Listed records section start
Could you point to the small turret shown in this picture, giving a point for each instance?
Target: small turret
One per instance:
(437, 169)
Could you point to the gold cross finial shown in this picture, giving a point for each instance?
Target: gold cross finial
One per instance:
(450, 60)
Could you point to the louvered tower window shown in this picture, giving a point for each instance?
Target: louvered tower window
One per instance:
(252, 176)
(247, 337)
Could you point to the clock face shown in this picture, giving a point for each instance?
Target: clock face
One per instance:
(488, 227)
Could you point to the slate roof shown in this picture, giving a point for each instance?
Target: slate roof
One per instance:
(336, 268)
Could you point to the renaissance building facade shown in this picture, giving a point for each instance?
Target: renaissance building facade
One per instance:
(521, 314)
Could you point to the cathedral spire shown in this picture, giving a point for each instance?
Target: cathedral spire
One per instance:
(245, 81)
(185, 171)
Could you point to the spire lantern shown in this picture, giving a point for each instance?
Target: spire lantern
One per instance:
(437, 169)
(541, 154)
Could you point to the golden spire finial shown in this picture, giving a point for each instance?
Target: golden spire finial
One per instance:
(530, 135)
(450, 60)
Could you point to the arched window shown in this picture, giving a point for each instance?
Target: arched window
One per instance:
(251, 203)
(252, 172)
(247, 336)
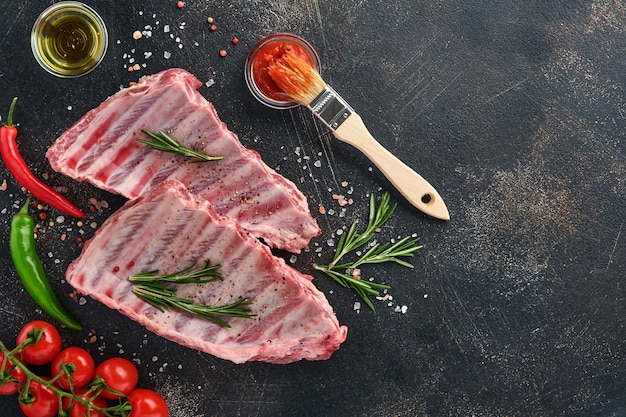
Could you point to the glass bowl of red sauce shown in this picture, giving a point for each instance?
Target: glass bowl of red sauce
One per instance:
(262, 54)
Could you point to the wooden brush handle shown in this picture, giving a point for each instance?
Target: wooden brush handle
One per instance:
(408, 182)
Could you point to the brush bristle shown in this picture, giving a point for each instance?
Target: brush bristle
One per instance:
(296, 77)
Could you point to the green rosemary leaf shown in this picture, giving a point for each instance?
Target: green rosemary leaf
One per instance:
(351, 240)
(166, 143)
(157, 290)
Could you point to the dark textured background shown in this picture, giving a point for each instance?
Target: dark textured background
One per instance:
Listed records section end
### Work item
Reproduce the listing verbatim, pictures excluded.

### Response below
Could you point to the small turret shown in this picture, giving a point for each instance?
Target: small turret
One per instance:
(437, 169)
Could you point to the gold cross finial shown in this picture, giving a point for each instance?
Target: gold cross finial
One per instance:
(450, 60)
Could you point to the louvered tower window shown in this picture, giving a point for each instance?
Target: louvered tower window
One per instance:
(252, 176)
(247, 337)
Could you point to the clock face shown in this picture, giving a point for each instance?
Target: clock face
One per instance:
(488, 227)
Could you point to the slate roof shown in this picture, giving a point for each instance?
Target: slate roof
One per instance:
(336, 268)
Could you point to the renaissance building facade shown in this picture, giving a point for each instance?
Target: renaissance building facade
One per instance:
(521, 314)
Could you point to the cathedral spire shown in this picture, giving a point for each instance?
Target: cathedral spire
One per instance:
(245, 81)
(185, 171)
Could you point to the spire lantern shown in this picture, giving a point for each instance?
Target: spire lantern
One per instance:
(437, 169)
(541, 154)
Could you point to the golden spire finial shown in this picture, giving a point for each instance?
Target: golden spire finial
One per instance:
(530, 135)
(450, 60)
Could you point to the arched window shown in this picture, giving a point for each instance?
Target: arched window
One per instance:
(251, 203)
(252, 172)
(247, 336)
Could you point to the glass bowl of red sauce shown in this picture, giving a point for each instance?
Target: glass bowl of red sauce
One per instance:
(262, 54)
Could you point to the wooden brush handle shown in this picture, giving a point for each instance?
Target: wooden brush handle
One per instance:
(408, 182)
Could you point to the brush bristle shown in this picture, giving a point for each instance?
Target: brush bristle
One per instance:
(296, 77)
Could you point to the green rosemary leaf shown in this picture, giving a point for each instance?
Target: green rosemary leaf
One per instance:
(351, 240)
(166, 143)
(157, 290)
Could you point to the dark textured background shown in this picture, giving a point for each instance?
Target: dark textured background
One per instance:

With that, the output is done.